== Document extract ==

How to Prevent Hearing Loss

We tend to take our hearing for granted, until we start to lose it. The sad thing is that once hearing loss occurs, it’s usually irreversible.



Read on to learn how delicate your hearing can be and what you can do to protect it.

Types of Hearing Loss

The gradual loss of hearing that occurs as we age is called presbycusis, and it is very common. By age 60, most people have a slight weakness in their ability to hear sounds above 4,000 hertz (cycles a second). Unfortunately, that’s the range in which speech falls.

The first sign of presbycusis is usually an inability to make out consonants – to distinguish between “sit” and “spit,” for example, or “pants” and “dance.”

Irreversible hearing loss can also be the result of high fever, measles, scarlet fever and certain other disease – or rarely, a side effect of surgical anesthesia.

A third form of hearing loss occurs when a small bone in the middle ear called the stapes loses its ability to transmit sound to the auditory nerve. This hereditary condition, otosclerosis, afflicts 3 percent of the population, mostly women. It may start at puberty, but typically comes on in the 20s, 30s or 40s.

Hearing loss can also be the result of a tumor or excessive ear wax or fluid buildup, which can be corrected using ventilation equipment or with surgery.

Protect Your Hearing

Beware of Loud Noise
You’re helpless against your genes and your age, but you can protect yourself against the major enemy of hearing – exposure to loud noise. Sustained nose above 85 decibels (the loudness of a shout or a crying infant) damages the nerve endings that transmit sound signals to the brain. Similar to presbycusis, the speech frequencies around 4,000 hertz are the first to go. Then higher and lower frequencies are affected.

If your nights are spent at a disco club or bar where the music is deafening or you often keep your headphones’ volume too high, you run the risk of lowering your hearing capacity to that of someone 30 or 40 years older than you.

To defend yourself, avoid noisy settings and use noise-blocking headsets or earplugs with noise-reduction ratings (NRR) of 15 or higher, as often as possible. All it takes is one extremely loud noise (such as a gunshot in close range) to cause permanent damage. If you experience sustained ringing in your ears or hearing difficulty, especially after exposure to loud noise, consult a hearing specialist immediately.

Beware of Fluid Buildup
A bad cold or flu often causes fluid buildup in the ear. If fluid accumulation becomes chronic, delicate structures in the middle ear can be permanently damaged. Persistent stuffiness (over a month) and frequent ear infections may require doctor-assisted drainage to protect the eardrum. Even fluid buildup in the ear while flying could potentially cause significant ear drum damage, so use doctor-prescribed decongestants prior to boarding the plane for your protection.

Hearing Loss Treatment

Though your hearing is never totally recovered when damage occurs, hearing aids or cochlear implants can be used to restore some of your hearing ability. Cochlear implants are tiny computers which turn sound in electromagnetic energy that is fed into the inner ear to stimulate the auditory nerve. These are used for more extreme cases, where hearing loss has affected both ears and hearing aids haven’t proven very effective.

===

Instructions for the task:
According to the article on preventing hearing loss, what share of the population does otosclerosis affect?

== Information provided ==

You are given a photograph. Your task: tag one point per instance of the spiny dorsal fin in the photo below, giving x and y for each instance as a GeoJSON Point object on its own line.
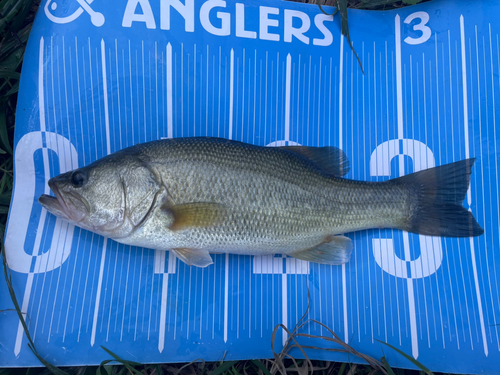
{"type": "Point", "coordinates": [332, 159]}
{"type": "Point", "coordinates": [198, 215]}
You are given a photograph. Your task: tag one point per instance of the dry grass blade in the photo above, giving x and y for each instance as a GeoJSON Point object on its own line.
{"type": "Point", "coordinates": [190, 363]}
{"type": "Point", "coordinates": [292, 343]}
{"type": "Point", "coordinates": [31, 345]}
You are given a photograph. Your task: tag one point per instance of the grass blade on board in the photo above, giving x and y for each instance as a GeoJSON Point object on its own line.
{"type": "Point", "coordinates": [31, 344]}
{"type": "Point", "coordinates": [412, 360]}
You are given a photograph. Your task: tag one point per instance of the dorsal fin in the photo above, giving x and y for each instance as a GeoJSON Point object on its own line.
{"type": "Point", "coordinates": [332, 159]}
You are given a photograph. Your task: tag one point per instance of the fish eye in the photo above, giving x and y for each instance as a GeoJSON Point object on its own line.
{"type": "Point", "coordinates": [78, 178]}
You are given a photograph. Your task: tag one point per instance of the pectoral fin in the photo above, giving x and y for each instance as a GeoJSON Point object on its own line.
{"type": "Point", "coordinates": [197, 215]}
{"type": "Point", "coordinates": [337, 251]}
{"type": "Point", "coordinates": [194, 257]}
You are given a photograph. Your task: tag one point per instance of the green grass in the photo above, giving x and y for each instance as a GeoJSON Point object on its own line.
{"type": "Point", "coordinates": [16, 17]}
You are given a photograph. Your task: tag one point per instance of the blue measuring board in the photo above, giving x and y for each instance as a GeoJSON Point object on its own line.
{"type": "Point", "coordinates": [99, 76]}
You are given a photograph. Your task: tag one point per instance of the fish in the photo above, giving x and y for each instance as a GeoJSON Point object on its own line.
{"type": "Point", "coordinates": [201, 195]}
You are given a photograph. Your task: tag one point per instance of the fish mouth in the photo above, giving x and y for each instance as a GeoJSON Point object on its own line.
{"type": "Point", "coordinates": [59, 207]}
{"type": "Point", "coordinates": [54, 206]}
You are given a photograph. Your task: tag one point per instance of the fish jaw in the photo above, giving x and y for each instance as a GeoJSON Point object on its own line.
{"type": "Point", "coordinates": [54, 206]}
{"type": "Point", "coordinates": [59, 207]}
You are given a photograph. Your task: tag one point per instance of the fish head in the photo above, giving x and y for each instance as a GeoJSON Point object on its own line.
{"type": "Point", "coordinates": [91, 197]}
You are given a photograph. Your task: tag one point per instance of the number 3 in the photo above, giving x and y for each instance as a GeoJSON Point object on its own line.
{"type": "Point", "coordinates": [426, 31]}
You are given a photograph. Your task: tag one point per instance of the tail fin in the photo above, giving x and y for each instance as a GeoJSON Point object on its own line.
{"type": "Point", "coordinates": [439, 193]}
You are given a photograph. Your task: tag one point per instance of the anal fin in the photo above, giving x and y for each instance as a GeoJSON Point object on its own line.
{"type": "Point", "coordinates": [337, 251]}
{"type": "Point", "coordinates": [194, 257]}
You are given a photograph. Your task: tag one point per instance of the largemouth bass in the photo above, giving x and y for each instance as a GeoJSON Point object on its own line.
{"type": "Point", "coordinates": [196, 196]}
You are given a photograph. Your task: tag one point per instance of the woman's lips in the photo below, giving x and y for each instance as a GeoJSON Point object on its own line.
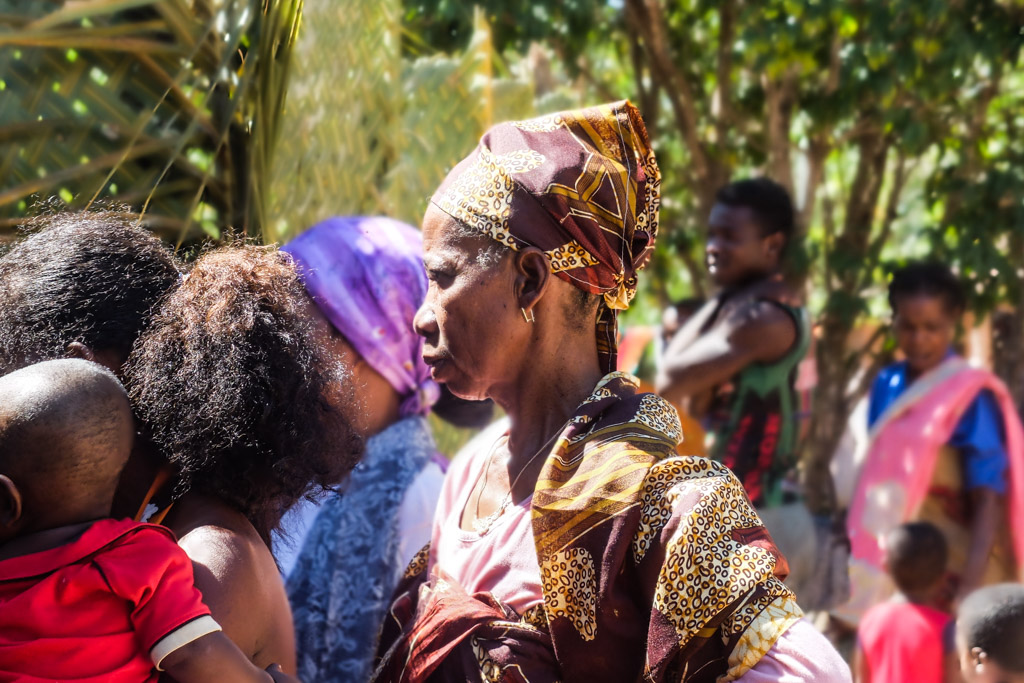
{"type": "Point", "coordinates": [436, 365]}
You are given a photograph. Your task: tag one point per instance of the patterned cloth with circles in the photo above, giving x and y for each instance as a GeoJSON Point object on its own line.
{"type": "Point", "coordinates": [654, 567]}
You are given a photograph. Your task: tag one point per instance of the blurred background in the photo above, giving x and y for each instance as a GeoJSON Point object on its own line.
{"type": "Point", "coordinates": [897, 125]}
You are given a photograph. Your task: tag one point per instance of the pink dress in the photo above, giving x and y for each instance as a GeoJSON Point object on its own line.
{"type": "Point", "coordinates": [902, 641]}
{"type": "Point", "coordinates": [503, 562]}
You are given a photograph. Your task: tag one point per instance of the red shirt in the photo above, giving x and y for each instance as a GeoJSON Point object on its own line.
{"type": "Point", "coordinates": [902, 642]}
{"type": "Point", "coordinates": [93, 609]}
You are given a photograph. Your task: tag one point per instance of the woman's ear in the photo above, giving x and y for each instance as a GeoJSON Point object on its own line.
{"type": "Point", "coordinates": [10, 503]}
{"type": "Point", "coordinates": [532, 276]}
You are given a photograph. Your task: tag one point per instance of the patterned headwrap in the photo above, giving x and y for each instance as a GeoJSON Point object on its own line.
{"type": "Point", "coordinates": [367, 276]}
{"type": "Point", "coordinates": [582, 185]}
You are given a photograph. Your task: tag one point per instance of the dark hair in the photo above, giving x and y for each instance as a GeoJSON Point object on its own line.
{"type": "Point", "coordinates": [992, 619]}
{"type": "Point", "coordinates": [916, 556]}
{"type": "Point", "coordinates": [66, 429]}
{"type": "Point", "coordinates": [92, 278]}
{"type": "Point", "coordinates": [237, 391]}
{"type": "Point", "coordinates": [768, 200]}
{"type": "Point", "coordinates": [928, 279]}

===

Solved problem:
3 percent of the population, mostly women.